=== WORK REQUEST ===
From the entries below, report only the number of lines that contain the word "chair".

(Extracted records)
>>>>
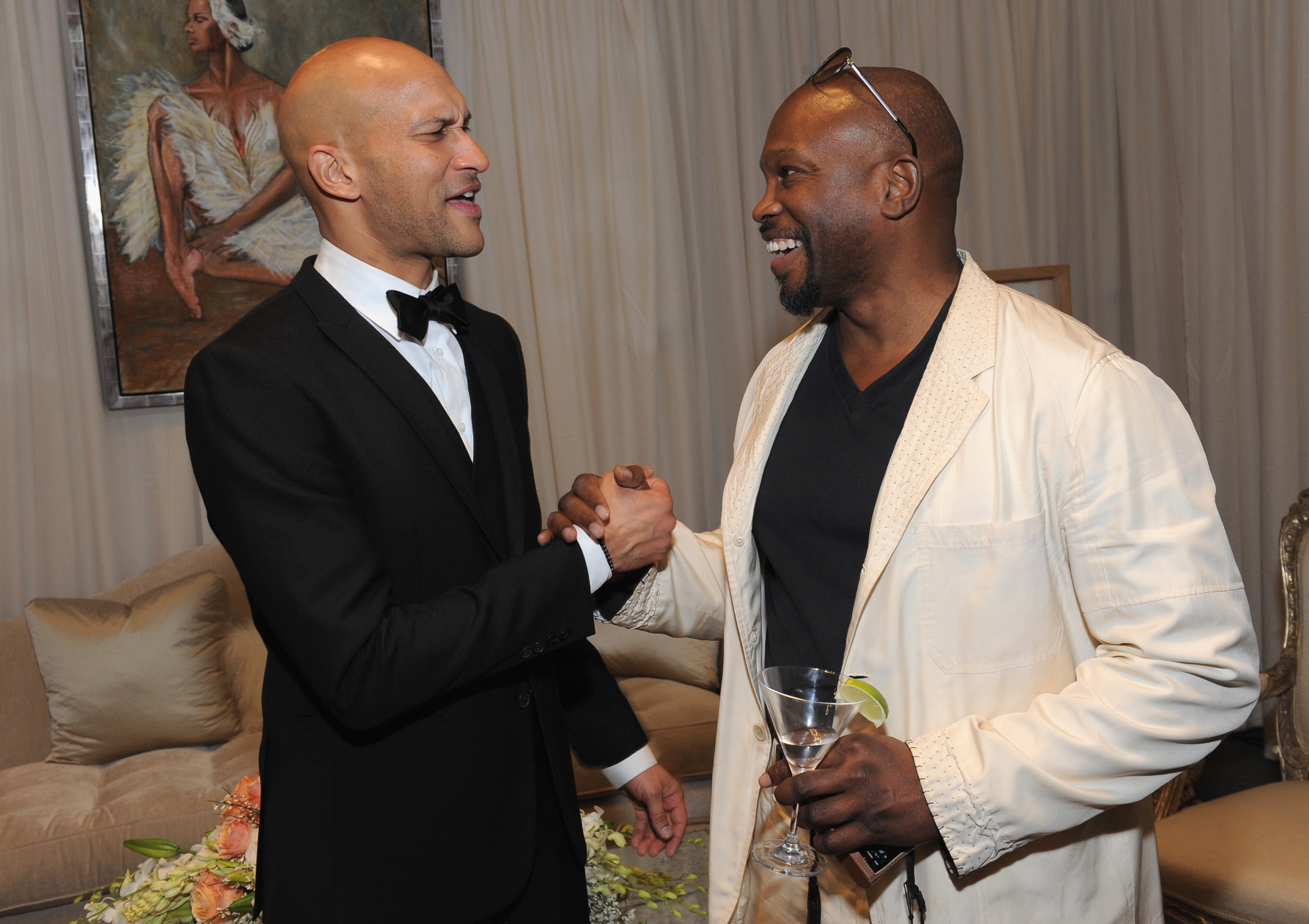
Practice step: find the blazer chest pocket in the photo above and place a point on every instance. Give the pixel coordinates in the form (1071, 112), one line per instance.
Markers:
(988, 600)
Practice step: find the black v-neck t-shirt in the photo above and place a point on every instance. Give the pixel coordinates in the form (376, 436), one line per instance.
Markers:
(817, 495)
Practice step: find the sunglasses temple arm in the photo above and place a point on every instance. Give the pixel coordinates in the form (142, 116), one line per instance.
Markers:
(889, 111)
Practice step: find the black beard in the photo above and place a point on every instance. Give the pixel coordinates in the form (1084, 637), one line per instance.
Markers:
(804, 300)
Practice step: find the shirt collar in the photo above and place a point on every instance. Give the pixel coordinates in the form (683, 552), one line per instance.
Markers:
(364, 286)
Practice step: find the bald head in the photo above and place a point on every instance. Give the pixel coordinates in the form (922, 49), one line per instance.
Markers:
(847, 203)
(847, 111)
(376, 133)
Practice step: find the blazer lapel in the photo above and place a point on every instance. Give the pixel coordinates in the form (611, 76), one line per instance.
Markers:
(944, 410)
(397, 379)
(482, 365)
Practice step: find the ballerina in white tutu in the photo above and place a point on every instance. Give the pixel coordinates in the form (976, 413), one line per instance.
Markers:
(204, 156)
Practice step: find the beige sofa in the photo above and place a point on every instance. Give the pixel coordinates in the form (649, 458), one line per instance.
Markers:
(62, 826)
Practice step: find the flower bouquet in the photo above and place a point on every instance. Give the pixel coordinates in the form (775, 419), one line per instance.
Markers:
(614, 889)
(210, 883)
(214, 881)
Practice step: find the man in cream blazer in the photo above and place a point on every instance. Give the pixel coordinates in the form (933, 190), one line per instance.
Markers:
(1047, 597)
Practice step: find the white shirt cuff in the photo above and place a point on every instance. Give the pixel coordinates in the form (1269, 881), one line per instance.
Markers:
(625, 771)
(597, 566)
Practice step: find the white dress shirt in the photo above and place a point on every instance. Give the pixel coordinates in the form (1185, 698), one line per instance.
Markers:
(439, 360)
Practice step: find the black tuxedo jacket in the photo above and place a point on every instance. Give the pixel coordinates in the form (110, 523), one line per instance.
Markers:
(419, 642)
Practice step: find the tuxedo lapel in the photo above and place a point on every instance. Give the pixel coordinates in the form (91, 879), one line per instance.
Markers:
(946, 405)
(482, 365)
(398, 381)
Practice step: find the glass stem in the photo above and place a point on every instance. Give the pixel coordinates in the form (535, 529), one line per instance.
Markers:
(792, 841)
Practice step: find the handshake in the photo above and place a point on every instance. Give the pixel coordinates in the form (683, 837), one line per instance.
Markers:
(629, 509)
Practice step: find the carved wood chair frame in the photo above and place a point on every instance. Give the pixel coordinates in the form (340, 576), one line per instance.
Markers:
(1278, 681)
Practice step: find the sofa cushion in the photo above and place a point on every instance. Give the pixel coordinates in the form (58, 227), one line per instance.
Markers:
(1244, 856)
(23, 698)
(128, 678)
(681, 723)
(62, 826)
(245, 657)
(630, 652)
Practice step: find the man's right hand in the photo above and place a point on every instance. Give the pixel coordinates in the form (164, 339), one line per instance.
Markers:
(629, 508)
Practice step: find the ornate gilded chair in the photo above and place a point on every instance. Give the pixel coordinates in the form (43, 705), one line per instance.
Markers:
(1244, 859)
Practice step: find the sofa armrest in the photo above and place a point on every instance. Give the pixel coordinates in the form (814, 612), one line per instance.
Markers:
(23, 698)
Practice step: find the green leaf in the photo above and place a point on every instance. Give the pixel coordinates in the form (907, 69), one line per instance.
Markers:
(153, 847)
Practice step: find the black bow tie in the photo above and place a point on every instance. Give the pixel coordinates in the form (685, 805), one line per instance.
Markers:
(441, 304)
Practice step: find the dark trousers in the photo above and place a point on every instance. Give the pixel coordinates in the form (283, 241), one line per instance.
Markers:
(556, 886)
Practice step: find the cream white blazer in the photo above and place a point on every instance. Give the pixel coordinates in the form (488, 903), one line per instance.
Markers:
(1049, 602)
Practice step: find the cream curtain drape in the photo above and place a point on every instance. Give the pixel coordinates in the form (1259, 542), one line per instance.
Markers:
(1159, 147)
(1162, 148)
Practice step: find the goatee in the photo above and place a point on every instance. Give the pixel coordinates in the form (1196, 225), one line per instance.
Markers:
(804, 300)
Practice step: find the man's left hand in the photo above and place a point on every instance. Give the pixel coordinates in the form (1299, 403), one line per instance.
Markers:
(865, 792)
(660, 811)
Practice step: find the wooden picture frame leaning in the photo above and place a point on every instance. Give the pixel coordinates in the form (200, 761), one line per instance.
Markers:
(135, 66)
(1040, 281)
<<<<
=== ANSWER TO THIS PROBLEM ===
2